## Task brief
Extract every line of the records below without changing a word, and leave the pictures out of your answer.

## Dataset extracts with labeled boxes

┌──

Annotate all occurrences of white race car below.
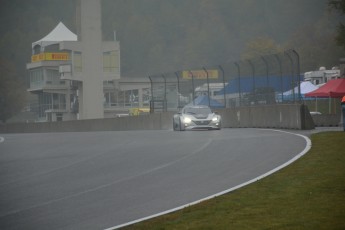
[173,106,222,131]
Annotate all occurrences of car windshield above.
[184,107,212,115]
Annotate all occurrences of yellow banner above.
[31,53,69,62]
[182,69,218,80]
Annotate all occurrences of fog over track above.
[0,129,307,229]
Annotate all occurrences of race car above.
[173,105,222,131]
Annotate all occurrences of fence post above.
[261,56,270,88]
[202,67,211,107]
[189,70,195,105]
[175,72,180,109]
[274,54,284,103]
[149,76,155,113]
[284,51,296,102]
[292,50,301,103]
[247,60,256,104]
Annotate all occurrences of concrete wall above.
[0,105,315,133]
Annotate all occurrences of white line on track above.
[105,129,311,230]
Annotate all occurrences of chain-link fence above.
[149,50,303,112]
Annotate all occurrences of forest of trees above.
[0,0,345,120]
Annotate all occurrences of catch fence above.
[149,50,303,112]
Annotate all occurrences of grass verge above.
[123,132,345,230]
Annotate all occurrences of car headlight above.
[183,117,192,123]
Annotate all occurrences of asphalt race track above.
[0,129,307,230]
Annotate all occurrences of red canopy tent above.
[305,78,345,98]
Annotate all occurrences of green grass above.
[123,132,345,230]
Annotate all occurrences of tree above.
[0,59,25,123]
[329,0,345,49]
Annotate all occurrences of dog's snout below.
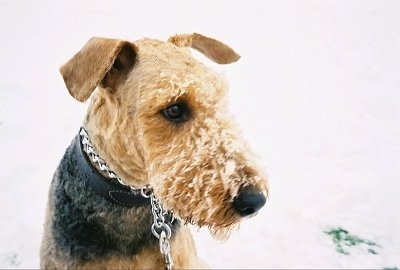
[233,186,267,217]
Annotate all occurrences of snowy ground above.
[0,0,400,269]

└──

## Response to this task
Annotate all occurrences of white race car below.
[173,106,222,131]
Annotate all occurrences of car windshield above.
[184,107,212,115]
Annotate all occurrences of yellow banner above.
[31,53,69,62]
[182,69,218,80]
Annotate all occurrences of fog over track above.
[0,129,307,229]
Annotate all occurrences of race car above.
[173,105,222,131]
Annotate all occurrences of fence post above.
[261,56,270,88]
[202,67,211,107]
[189,70,195,105]
[175,72,180,109]
[274,54,284,103]
[149,76,155,113]
[284,51,296,102]
[292,50,301,103]
[247,60,256,104]
Annotate all occurrences of concrete wall above.
[0,105,315,133]
Annotate all occurrences of white line on track above.
[105,129,311,230]
Annotate all occurrences of chain-link fence above.
[149,50,303,112]
Annotate all occurrences of forest of trees above.
[0,0,345,120]
Annotate all occurrences of catch fence above.
[149,50,303,112]
Annotate all occurrences of grass verge above.
[123,132,345,230]
Annotate all occurrences of car headlight above.
[183,117,192,123]
Annotate all occurrences of asphalt race track above.
[0,129,307,230]
Annotate all occurrences of red canopy tent above.
[305,78,345,98]
Annotate all occurrences of green grass above.
[123,132,345,230]
Annotate all occurrences of tree above.
[0,59,25,123]
[329,0,345,49]
Annotate all occurrences of dog's snout below.
[233,186,267,217]
Annotate all occurrences of snowy ground above.
[0,0,400,269]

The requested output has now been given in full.